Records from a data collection
--------------------------------------------------
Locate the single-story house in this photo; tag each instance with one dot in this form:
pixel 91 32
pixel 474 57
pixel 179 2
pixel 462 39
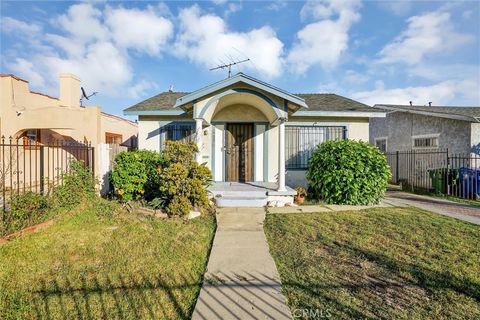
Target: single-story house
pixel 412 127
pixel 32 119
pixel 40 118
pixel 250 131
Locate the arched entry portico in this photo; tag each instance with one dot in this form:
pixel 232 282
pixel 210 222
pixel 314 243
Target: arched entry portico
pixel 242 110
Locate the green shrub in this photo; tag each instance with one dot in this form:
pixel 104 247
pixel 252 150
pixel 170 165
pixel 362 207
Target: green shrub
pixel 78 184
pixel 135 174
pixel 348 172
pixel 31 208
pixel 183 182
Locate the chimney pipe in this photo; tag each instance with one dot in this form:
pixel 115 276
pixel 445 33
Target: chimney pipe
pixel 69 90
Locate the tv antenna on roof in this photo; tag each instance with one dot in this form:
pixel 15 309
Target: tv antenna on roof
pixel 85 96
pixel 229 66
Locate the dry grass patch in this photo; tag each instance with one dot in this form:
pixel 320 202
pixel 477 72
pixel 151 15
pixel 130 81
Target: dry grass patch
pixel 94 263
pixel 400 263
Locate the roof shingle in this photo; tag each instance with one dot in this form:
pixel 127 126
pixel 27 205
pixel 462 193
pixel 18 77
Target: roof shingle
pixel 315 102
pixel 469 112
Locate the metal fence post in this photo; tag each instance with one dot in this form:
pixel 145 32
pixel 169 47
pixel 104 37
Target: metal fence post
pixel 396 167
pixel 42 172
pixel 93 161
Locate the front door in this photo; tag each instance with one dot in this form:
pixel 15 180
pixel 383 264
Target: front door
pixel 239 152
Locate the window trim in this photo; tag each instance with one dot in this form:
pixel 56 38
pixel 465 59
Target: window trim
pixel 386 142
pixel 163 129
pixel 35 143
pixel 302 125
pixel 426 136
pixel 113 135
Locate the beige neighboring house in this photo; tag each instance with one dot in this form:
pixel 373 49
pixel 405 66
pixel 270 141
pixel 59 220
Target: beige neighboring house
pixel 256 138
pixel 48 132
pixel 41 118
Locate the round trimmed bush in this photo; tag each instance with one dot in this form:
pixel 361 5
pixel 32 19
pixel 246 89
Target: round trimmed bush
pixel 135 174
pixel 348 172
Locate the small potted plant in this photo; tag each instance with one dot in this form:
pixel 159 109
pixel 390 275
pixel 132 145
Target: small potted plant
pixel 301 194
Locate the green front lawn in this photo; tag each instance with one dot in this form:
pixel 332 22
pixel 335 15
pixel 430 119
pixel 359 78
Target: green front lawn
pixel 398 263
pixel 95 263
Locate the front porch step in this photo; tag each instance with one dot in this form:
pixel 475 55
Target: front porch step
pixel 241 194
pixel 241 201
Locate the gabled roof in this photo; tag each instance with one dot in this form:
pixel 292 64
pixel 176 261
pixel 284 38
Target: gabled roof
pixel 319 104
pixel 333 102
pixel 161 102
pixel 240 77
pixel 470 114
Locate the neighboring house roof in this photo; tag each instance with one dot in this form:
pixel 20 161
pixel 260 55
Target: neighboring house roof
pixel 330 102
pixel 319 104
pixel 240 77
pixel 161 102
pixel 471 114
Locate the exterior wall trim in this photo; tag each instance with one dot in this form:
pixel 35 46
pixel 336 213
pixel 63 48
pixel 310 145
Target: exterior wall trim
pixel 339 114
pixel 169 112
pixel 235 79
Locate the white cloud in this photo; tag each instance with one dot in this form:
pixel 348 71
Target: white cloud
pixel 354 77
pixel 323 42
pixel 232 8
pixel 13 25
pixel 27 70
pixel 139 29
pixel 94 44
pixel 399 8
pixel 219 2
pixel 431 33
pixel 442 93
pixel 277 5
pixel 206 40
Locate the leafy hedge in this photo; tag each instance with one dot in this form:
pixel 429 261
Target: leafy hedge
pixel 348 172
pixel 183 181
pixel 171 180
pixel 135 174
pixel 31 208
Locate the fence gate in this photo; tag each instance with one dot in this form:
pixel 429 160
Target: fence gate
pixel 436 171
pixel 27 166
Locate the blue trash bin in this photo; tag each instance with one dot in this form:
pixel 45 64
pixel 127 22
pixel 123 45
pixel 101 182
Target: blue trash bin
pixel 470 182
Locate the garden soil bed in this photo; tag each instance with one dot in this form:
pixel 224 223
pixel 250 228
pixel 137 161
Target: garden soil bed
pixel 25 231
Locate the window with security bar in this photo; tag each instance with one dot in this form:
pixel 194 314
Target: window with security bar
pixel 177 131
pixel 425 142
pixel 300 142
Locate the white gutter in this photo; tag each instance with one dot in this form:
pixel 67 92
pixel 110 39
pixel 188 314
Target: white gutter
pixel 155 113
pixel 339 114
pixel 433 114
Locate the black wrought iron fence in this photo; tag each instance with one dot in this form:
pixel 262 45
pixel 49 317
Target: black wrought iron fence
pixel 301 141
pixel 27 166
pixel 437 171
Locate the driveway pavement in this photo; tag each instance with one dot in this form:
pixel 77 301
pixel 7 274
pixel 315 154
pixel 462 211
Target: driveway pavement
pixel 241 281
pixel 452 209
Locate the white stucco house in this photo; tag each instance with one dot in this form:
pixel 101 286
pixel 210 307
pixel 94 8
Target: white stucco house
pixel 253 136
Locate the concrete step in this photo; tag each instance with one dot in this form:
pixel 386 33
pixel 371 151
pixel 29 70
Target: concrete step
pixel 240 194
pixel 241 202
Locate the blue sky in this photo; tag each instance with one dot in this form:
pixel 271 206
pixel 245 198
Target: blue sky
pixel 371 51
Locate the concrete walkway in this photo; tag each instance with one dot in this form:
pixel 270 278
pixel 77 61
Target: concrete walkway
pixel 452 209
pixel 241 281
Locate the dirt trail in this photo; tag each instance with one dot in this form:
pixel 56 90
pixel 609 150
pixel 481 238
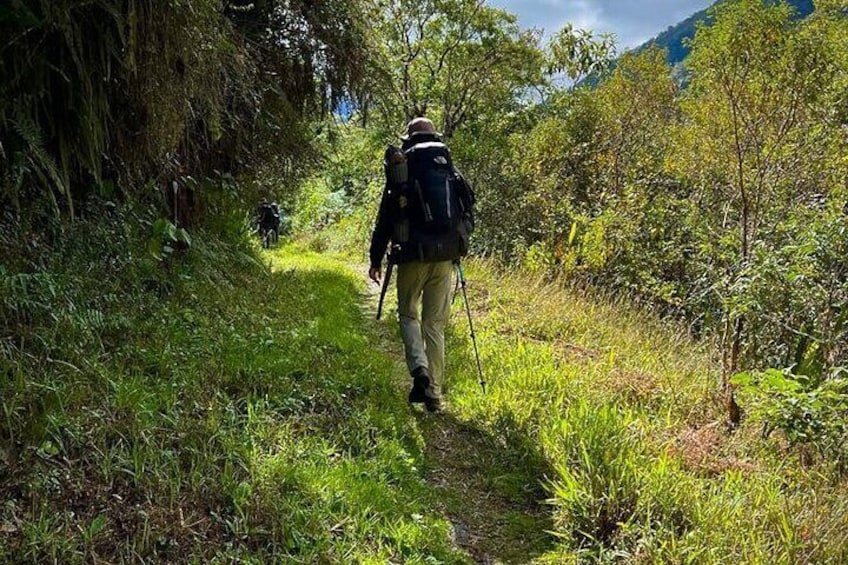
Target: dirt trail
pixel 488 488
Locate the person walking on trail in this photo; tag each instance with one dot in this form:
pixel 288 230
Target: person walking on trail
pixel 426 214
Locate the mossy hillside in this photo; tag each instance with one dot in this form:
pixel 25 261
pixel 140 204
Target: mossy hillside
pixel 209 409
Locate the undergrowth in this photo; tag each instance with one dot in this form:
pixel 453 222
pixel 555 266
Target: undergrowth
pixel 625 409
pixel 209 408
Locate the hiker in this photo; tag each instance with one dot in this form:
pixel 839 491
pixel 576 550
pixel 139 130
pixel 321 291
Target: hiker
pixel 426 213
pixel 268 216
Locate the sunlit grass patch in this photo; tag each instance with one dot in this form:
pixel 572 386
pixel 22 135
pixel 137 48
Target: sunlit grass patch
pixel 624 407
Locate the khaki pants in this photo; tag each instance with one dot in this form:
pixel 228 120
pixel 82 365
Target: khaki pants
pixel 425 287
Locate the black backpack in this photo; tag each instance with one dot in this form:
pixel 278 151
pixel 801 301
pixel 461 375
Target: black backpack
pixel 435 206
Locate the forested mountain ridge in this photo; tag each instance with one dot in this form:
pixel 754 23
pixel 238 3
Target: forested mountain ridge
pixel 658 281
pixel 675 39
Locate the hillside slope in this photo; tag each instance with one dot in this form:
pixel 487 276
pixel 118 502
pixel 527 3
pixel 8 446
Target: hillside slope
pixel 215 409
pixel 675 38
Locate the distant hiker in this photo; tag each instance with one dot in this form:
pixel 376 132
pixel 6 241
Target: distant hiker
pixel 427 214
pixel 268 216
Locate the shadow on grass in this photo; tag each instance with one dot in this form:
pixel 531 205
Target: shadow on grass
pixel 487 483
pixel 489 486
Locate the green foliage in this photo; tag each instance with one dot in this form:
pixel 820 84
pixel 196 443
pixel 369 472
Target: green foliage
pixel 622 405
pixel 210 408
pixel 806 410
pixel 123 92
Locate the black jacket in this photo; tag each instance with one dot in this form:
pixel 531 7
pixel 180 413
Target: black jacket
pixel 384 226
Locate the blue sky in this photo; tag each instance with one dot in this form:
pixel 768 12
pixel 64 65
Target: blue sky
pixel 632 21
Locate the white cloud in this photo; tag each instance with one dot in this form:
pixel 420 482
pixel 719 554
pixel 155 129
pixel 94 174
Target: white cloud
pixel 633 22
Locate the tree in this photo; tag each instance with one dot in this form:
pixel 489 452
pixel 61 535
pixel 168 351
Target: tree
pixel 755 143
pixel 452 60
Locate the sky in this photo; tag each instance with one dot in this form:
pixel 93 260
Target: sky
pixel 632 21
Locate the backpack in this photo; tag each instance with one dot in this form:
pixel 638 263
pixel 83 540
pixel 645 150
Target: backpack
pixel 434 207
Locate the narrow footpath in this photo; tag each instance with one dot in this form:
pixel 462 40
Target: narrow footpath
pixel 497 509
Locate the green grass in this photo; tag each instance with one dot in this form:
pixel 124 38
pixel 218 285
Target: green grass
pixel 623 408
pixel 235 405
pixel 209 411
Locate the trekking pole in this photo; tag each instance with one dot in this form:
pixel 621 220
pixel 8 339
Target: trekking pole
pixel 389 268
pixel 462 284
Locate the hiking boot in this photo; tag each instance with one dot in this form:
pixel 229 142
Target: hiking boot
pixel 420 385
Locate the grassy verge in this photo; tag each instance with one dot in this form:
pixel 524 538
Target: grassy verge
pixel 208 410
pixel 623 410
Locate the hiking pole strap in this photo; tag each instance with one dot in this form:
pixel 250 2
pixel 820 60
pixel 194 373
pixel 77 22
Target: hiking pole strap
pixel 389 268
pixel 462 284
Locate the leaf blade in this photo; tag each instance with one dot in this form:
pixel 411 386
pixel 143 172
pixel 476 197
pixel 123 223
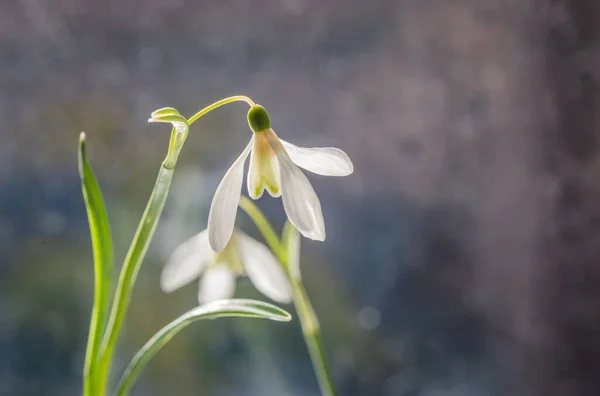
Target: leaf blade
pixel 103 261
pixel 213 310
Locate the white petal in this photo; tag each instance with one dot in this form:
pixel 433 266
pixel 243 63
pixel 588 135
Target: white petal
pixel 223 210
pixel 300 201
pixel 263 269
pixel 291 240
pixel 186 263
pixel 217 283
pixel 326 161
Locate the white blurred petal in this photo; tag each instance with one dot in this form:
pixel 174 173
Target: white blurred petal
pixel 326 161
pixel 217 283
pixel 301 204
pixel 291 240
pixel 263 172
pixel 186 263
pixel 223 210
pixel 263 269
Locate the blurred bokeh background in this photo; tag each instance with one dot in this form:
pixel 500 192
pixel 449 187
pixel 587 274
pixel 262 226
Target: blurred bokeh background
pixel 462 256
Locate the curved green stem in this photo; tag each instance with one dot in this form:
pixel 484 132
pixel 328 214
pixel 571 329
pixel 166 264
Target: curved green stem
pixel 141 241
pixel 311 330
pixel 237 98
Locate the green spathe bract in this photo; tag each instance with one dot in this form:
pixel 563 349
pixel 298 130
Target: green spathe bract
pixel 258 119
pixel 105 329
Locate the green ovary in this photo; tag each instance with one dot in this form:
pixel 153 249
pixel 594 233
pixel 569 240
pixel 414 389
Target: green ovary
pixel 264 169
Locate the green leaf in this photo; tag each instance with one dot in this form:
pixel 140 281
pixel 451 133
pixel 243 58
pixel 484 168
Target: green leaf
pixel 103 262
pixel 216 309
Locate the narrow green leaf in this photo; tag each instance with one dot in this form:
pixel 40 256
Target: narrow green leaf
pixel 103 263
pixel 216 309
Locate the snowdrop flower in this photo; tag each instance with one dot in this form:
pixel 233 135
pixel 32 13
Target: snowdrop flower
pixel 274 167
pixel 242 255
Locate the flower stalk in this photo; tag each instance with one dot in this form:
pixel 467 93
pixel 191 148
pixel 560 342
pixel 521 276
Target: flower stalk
--------------------------------------------------
## [Aim of the task]
Transcribe, exactly and without additions, the lines of the records above, beginning with the line that contains "pixel 115 276" and ending with the line that contains "pixel 59 220", both included.

## [Your solution]
pixel 115 276
pixel 445 33
Target: chimney pipe
pixel 69 90
Locate the tv antenna on roof in this photo; tag each instance with one dot in this form:
pixel 15 309
Target: tv antenna on roof
pixel 85 96
pixel 229 66
Locate the dry grass patch in this photo; tag each instance with one dot in this form:
pixel 320 202
pixel 477 72
pixel 151 15
pixel 130 81
Target: dry grass patch
pixel 94 263
pixel 400 263
Locate the roof shingle in this photo; tag each instance with one dot in this form:
pixel 127 126
pixel 27 205
pixel 462 193
pixel 18 77
Target: roof shingle
pixel 315 102
pixel 469 112
Locate the metal fence post in this photo; tag each instance with one dot in this form:
pixel 145 32
pixel 169 47
pixel 104 37
Target: metal fence post
pixel 396 167
pixel 42 172
pixel 93 161
Locate the front door in this photo; tag each instance with one dot in this form:
pixel 15 180
pixel 383 264
Target: front door
pixel 239 152
Locate the window trim in this photo; tag each instance with one dot in this form:
pixel 56 38
pixel 465 59
Target: window trim
pixel 386 142
pixel 163 129
pixel 35 143
pixel 302 125
pixel 426 136
pixel 113 135
Locate the beige neighboring house in this photo; tag each instance with one dot in this form:
pixel 373 49
pixel 405 66
pixel 270 141
pixel 59 220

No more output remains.